▸ Extract
Finally, a claim involving a trial judge's failure to honor a proper request for automatic removal is not subject to a harmless error analysis. Ellis v. Minneapolis Comm'n on Civil Rights, 295 N.W.2d 523, 525 (Minn. 1980) (failure to honor proper affidavit of prejudice under rule 63.03 is reversible error requiring new trial). Because the trial judge here erred in refusing to remove herself, I believe appellant is entitled to a new trial.
 Appellant challenges neither the judge's conduct during trial nor the double durational departure.
 Appellant attempts to counter these cases with State v. Strom, No. C1-91-2481 (Minn. App. Aug. 4 1992) (relying on a civil case to hold that writ of prohibition is not the exclusive remedy for denial of a notice to remove). As an unpublished decision of this court, Strom is without precedential value; appellant cannot rely on it to counter established case law.
 Minn. R. Crim. P. 28.02, subd. 1 also provides: "Except as provided by law for the issuance of the extraordinary writs * * *, defendant may obtain review of orders and rulings of the district courts * * * only by appeal as provided by these rules." However, nothing in the law states that a pretrial writ of prohibition is the exclusive method of obtaining review.

▸ Given problem
Can you sum up the legal excerpt above in two sentences?

▸ Material shown
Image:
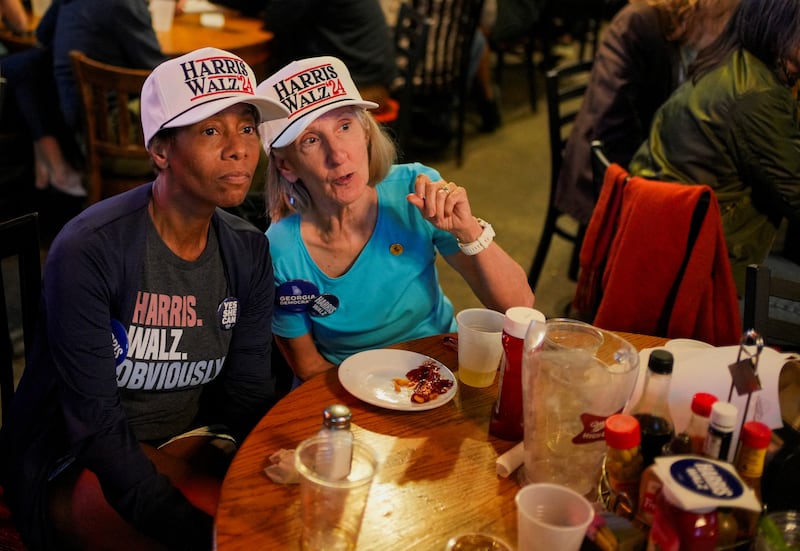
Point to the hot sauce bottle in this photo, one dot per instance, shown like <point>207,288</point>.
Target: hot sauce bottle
<point>506,421</point>
<point>623,462</point>
<point>652,409</point>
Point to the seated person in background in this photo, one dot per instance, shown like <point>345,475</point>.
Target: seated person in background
<point>117,32</point>
<point>152,356</point>
<point>31,107</point>
<point>355,31</point>
<point>353,237</point>
<point>734,126</point>
<point>642,57</point>
<point>14,16</point>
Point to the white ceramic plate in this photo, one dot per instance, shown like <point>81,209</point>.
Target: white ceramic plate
<point>368,376</point>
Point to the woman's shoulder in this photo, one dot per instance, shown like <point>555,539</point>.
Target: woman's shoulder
<point>281,233</point>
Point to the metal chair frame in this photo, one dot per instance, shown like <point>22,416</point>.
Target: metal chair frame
<point>565,86</point>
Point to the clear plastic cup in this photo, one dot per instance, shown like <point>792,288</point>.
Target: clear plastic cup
<point>551,516</point>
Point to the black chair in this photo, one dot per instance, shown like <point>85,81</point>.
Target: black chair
<point>565,86</point>
<point>19,239</point>
<point>442,80</point>
<point>410,39</point>
<point>761,285</point>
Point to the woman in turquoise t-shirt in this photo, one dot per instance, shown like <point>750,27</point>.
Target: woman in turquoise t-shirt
<point>354,238</point>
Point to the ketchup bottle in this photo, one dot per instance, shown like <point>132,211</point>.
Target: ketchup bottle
<point>506,421</point>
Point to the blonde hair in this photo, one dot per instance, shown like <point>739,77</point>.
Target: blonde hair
<point>284,198</point>
<point>690,21</point>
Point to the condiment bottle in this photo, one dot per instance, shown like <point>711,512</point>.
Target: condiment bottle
<point>334,458</point>
<point>506,420</point>
<point>652,409</point>
<point>720,430</point>
<point>678,529</point>
<point>697,429</point>
<point>623,462</point>
<point>753,443</point>
<point>649,489</point>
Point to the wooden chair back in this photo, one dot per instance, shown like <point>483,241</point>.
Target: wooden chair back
<point>116,156</point>
<point>442,79</point>
<point>410,38</point>
<point>565,87</point>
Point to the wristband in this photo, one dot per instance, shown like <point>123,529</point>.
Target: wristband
<point>483,241</point>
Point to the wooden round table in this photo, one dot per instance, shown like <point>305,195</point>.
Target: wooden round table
<point>437,477</point>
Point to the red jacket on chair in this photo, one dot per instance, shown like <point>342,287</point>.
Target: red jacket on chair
<point>654,261</point>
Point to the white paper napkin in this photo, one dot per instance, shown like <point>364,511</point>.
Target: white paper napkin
<point>510,461</point>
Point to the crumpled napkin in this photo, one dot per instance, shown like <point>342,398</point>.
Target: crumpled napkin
<point>281,468</point>
<point>510,461</point>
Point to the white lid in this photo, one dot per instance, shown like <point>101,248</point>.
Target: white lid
<point>519,318</point>
<point>723,415</point>
<point>700,484</point>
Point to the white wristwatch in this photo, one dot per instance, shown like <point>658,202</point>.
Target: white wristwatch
<point>483,241</point>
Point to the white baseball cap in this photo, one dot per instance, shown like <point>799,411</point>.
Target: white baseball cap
<point>308,88</point>
<point>197,85</point>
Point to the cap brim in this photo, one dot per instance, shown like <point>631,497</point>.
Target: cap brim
<point>268,110</point>
<point>294,129</point>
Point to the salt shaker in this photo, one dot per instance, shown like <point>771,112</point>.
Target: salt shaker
<point>335,455</point>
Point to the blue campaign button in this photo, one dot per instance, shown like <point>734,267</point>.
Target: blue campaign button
<point>228,313</point>
<point>706,478</point>
<point>295,295</point>
<point>119,340</point>
<point>324,305</point>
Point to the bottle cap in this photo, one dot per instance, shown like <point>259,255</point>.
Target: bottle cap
<point>756,435</point>
<point>681,443</point>
<point>336,417</point>
<point>702,402</point>
<point>660,362</point>
<point>519,318</point>
<point>622,431</point>
<point>723,415</point>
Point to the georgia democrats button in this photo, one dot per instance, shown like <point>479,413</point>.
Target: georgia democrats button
<point>296,294</point>
<point>119,340</point>
<point>324,305</point>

▸ Output for this exercise
A trial judge's failure to honor a proper request for automatic removal is not subject to harmless error analysis, so because the judge here wrongly refused to remove herself, the writer believes the appellant is entitled to a new trial. The unpublished Strom decision has no precedential value, and nothing in the law makes a pretrial writ of prohibition the exclusive way to obtain review.